2012年5月

第2944号 2012年5月23日号


梟の樹を創る会「梟の路」出版
 結成10周年の節目祝う


 池袋を中心に、街角に「梟(ふくろう)の像」を見ることが多くなった。梟のすがたにはそれぞれ違っていて、製作者も日本人だけでなく、フランス、アメリカ、ホンコンなど世界の各地の芸術家たち。台座に詩も彫られていて、注目する人もふえてきたようだ。

 この梟の像を創っているのは、「梟の樹を創る会」(岩田甚一会長)。同会は今年で結成して10年、この間に25体の梟像を完成し、設置してきた。目的では48体の像を飾るということだが、ちょうど10年で目的の半数を折り返すところになった。それを記念して記念誌『梟の路』出版と、会結成10周年記念、豊島区発足80周年を祝う会が5月14日、高野区長、江端貴子、小池ゆりこ、小林興起各衆議など来賓ら約300人の出席のもと、ホテルメトロポリタンでひらかれた。創る会の会員はもとより豊島区書道会、踊りの花柳知紫奈一門、ミュージシャンの市川綾子さん・藤田恒美さん、それに会場のホテルメトロポリタンの皆さんの協力が結集して最後まで盛会だった。席上、あいさつに立った岩田会長は「このようにたくさんの皆さまに祝っていただき感無量です。人々がこの梟の樹のもとに集い、心のふれあい、また安らぎをえられる、そんな愛される『梟』として親しまれるようになってほしい」と述べた。

 記念誌『梟の路』には、これまでの梟像25体を描いた絵が収載されている。その絵は同会名誉会長の高野之夫豊島区長が、高野陽昌(はるあき)の雅号で描いたもの。写真でなく「絵」で25体を紹介しようという試みは、やわらかい暖かい味わいを生んでいる。

 この記念の会を機会に、会が「梟像を創る会」ではなく、「梟の樹を創る会」である理由などを、会の中心でメンバーの岩田甚一会長、星川葭夫(よしお)プランプロデューサー、そして、「創る会」とコラボでイベントを行っている釜井甲子(かねこ)NPO法人芸術教育研究舎理事長・NPO法人東京児童文化協会理事長の3人の方々にお話をうかがった。


「5月の木」

-「梟の樹を創る会」である理由は。

 星川「ドイツのメルヘン街道の村々では、5月に若者たちが民族衣装を着ておどりの大会をやります。電柱のような柱をたてて、テープを持ち回りながら踊るんです。柱はきれいに飾りたてている。これをほかの地域の連中が盗んで自分のところを飾りたてて、最後まで見事に飾られているのが優勝というお祭りなんです。これは雪解けをよろこび迎えるもので、柱のことを『5月の木』というんですが、若者たちを中心にこんな活気のあるイベントが豊島区にもあったらいいな、ということで、『樹』の会なんです」

 「梟という鳥は世界中でも『知恵』を象徴する鳥ですが、これを街角に置いて、梟の路を歩くコースを創ろうということになっていったのです」

 「48体の梟像というのは『いろは』にちなんだもので、完成したら『カルタ』を作るつもりで、台座の詩の初めのことばを『いろは』にあわせています」

-梟の像の作者が各国にまたがっているのは。
★ ★ ★ ★ ★
短い課題 A - 梟像の記事によると、記念誌『梟の路』に収められた25体の梟像の絵は誰が描いたものですか。
短い課題 B - 梟像の記事を、途切れたところから書き継いでください。
★ ★ ★ ★ ★
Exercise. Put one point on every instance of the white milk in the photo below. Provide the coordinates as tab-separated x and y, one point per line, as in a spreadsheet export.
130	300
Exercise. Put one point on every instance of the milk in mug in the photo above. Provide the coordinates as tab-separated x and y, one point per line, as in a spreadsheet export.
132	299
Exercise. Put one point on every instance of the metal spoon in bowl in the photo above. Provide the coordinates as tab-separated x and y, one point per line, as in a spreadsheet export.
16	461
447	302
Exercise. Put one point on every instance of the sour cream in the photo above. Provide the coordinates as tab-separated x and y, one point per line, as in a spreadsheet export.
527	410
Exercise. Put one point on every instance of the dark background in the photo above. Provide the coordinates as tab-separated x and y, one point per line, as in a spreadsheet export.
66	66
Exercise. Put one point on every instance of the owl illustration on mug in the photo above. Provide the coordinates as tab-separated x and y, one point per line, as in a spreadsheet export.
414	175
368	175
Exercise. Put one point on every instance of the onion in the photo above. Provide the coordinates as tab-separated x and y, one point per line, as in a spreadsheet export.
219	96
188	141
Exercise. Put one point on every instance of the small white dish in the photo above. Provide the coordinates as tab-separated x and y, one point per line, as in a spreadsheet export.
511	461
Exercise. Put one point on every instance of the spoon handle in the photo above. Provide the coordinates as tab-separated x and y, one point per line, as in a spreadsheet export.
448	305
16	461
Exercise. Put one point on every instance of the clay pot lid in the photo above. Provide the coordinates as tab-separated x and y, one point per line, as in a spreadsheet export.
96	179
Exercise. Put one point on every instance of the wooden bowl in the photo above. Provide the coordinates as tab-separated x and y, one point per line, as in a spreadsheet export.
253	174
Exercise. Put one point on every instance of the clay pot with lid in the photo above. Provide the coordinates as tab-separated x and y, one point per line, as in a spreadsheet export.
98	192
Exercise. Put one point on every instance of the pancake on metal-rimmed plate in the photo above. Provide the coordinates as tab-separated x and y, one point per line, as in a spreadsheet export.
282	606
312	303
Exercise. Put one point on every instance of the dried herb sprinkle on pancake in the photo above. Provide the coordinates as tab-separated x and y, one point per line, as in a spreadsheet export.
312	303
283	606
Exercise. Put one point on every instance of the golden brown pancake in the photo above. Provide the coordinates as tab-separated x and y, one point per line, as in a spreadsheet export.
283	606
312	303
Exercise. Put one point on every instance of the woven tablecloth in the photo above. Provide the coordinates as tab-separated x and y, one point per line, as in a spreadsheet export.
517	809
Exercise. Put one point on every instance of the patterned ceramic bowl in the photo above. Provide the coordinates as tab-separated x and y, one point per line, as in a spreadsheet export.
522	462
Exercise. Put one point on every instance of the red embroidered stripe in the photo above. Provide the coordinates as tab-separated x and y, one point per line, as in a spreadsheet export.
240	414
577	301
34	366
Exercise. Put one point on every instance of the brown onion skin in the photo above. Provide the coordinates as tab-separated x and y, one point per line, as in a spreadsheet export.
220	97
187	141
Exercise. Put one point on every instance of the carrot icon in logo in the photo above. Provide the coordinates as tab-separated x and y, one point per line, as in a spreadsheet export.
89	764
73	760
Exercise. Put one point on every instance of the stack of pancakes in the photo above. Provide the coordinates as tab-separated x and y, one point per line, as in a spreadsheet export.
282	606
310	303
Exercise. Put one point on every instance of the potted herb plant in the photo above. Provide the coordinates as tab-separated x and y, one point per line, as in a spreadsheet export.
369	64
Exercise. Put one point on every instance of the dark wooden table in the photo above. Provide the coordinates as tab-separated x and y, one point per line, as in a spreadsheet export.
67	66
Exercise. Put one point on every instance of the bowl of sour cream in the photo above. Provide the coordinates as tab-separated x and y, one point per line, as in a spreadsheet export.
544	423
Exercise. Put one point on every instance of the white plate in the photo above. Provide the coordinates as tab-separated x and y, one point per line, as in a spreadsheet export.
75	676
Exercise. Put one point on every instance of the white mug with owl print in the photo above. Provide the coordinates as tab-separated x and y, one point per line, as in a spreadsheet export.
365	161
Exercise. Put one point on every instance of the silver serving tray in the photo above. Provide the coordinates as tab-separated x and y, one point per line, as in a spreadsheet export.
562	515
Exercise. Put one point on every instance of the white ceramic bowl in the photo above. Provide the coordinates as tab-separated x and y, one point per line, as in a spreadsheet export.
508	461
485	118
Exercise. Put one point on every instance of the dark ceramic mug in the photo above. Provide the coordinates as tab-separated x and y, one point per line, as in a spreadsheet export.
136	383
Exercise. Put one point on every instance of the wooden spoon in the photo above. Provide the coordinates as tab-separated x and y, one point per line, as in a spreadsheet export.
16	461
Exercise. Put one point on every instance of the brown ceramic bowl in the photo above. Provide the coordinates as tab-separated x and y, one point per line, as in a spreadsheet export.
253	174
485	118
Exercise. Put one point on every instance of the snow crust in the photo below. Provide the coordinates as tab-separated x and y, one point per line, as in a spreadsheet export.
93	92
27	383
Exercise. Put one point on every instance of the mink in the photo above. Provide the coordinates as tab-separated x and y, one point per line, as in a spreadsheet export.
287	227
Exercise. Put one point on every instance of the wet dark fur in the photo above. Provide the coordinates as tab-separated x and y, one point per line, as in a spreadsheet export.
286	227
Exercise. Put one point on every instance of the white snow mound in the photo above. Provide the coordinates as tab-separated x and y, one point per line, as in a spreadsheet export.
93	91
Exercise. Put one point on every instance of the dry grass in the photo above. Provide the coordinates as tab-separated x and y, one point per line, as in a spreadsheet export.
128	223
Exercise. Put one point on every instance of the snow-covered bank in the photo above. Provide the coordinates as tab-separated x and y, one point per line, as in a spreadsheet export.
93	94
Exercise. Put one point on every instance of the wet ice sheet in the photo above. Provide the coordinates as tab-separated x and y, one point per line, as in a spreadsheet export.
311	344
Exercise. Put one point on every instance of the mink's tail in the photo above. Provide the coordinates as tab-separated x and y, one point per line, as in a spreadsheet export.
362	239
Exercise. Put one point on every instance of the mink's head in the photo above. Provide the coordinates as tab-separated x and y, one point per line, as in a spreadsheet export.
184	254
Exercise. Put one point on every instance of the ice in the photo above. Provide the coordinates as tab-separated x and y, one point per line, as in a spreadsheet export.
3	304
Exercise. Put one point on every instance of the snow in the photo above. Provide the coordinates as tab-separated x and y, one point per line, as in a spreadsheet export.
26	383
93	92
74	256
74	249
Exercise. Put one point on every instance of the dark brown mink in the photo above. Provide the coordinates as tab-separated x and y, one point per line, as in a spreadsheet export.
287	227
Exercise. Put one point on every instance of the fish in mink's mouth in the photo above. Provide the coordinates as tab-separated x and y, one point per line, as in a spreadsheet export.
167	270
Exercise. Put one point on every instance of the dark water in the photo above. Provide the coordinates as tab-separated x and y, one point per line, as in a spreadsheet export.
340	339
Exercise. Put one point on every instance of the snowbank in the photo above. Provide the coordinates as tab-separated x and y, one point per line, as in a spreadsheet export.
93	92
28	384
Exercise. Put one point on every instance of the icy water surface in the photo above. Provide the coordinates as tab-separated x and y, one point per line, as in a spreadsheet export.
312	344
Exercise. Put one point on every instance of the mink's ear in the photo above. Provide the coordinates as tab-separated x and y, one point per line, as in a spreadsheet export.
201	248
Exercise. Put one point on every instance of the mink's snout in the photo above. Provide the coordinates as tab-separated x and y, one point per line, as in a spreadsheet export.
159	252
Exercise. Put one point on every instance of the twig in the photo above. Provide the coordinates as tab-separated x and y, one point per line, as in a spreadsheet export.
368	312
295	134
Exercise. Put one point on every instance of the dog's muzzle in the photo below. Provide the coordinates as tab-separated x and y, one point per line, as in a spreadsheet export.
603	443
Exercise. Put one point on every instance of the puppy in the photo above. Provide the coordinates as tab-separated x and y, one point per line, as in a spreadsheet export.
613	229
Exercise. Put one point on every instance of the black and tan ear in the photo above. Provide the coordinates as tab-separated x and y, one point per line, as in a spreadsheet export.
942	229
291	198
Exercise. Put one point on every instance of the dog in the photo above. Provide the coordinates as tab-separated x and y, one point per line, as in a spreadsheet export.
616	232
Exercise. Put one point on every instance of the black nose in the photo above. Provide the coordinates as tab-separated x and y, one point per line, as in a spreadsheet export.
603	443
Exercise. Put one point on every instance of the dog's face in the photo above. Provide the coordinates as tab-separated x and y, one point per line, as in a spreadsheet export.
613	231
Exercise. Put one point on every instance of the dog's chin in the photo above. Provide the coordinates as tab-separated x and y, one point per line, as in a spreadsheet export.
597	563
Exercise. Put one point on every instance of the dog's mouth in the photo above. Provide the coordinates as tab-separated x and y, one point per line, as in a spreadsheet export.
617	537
★ ★ ★ ★ ★
解答 A - 同会名誉会長の高野之夫豊島区長が、高野陽昌(はるあき)の雅号で描いたものです。

解答 B -
 星川「世界の各地の芸術家に依頼しているのは、話題を広げる意味であり、注目を集めるためです。デザインは、製作者に任せます。材質もデザインに合うものを選んでもらいます。こちら側からは、その梟像の置かれる位置や、周辺のことなど、ストーリーを話して自由に創作してもらいます」


子供たちに夢を

-NPO法人芸術教育研究会というものは。

 釜井「幼・小学校の児童、幼児に芸術的環境を与えるという教育活動を展開しています。芸術活動としては、描く、歌う、踊る、話すなどの各面においての創造的活動で、子供たちの夢を育てる活動をしています」

-もう一つ、NPO法人東京児童文化協会というのは。

 釜井「東京の子供会の連合会というものです。豊島区など23区の各地にあり、これを東京全体でまとめたのが前身です」

 「毎年11月23日、豊島区では区の総合グランドなどで『ワンパク祭り』を催しています。対象は、幼・小学校の幼児・児童ですが、だいたい2、000人以上の子供たちが参加していて、賑やかです」「その会に梟の樹を創る会が全面的に協力してくれて、イベントの企画から、子供たちに配る、おもちゃ、お人形などのデザインまで助けてくれます」

 「今回の『創る会』の梟像第25号は、全面的なお力をいただいて、『慈母ふくろう』を完成できましたことを、深く深く感謝申し上げております。小さい子供たちが、事故に遭うことなく、無事に成長する願いをこめました」


会の運営は

-これだけの梟像を創りつづけるのは、会として大変なことだと思いまが。

 岩田「私は前任の前原弘一会長から引き継ぎました。氏が亡くなられたことに深い追悼の意を表させていただきます」

 「基本的には、会の運営は、会員の会費があてられます。梟像の制作の費用もこれが主体となりますが、寄付などもあってまかなっています。梟像ひとつを創るにあたっても、制作する芸術家との折衝から設置場所のお披露目など、さまざまのことがあり、経費がかかります。星川さんにはいろいろ飛び回ってもらっていますが、その費用は、星川さんに自費でやってもらうことが多いのが現実です」

 「元気であるうちは、微力ですが会の発展に尽くして参るつもりです。広い方々のご協力、ご理解をいただければ幸いです」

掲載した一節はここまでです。